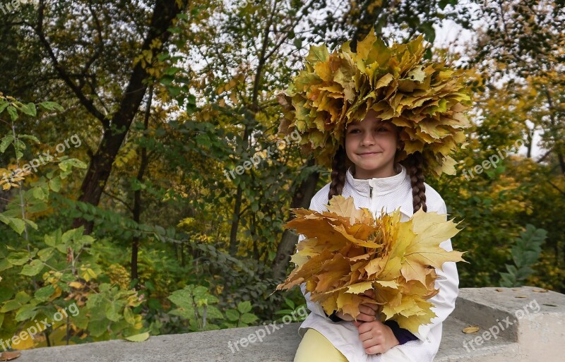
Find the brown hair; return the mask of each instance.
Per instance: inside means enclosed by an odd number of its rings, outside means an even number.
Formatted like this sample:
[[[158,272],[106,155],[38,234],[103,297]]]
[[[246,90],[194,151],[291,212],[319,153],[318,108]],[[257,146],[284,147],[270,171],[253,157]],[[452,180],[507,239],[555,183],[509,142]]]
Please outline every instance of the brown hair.
[[[397,152],[398,151],[397,150]],[[328,193],[328,199],[336,195],[341,195],[343,186],[345,184],[345,172],[349,167],[349,158],[345,153],[345,145],[340,146],[331,164],[331,183],[330,191]],[[398,162],[406,168],[406,173],[410,177],[412,185],[412,198],[414,212],[420,207],[426,212],[426,186],[424,185],[424,159],[422,153],[416,152]],[[351,164],[353,164],[351,163]]]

:: REQUIRED WORK ::
Put the lines above into a Markdown table with the columns Row and Line, where Row numbers the rows and Line holds each one. Skip blank lines and leave the pictures out.

:: CORRECT RESPONSE ::
| Row | Line |
|---|---|
| 1 | Find the brown hair; return the mask of each instance. |
| 2 | Per instance: inside means enclosed by an odd number of its rings, outside means an even number. |
| 3 | Formatted like this sample: |
| 4 | [[[158,272],[106,155],[38,234],[103,297]]] |
| 5 | [[[246,90],[194,151],[291,212],[319,153],[318,108]],[[257,146],[284,147],[270,171],[253,157]],[[452,180],[507,239],[555,183],[509,142]]] |
| 6 | Please outline every instance of the brown hair. |
| 7 | [[[397,152],[398,151],[397,150]],[[328,193],[328,199],[336,195],[341,195],[343,186],[345,184],[345,172],[349,167],[349,158],[345,153],[345,145],[340,146],[331,164],[331,183],[330,191]],[[398,162],[406,168],[406,173],[410,177],[412,185],[412,198],[414,212],[420,207],[426,212],[426,186],[424,185],[424,159],[422,153],[416,152]],[[351,164],[353,164],[351,163]]] |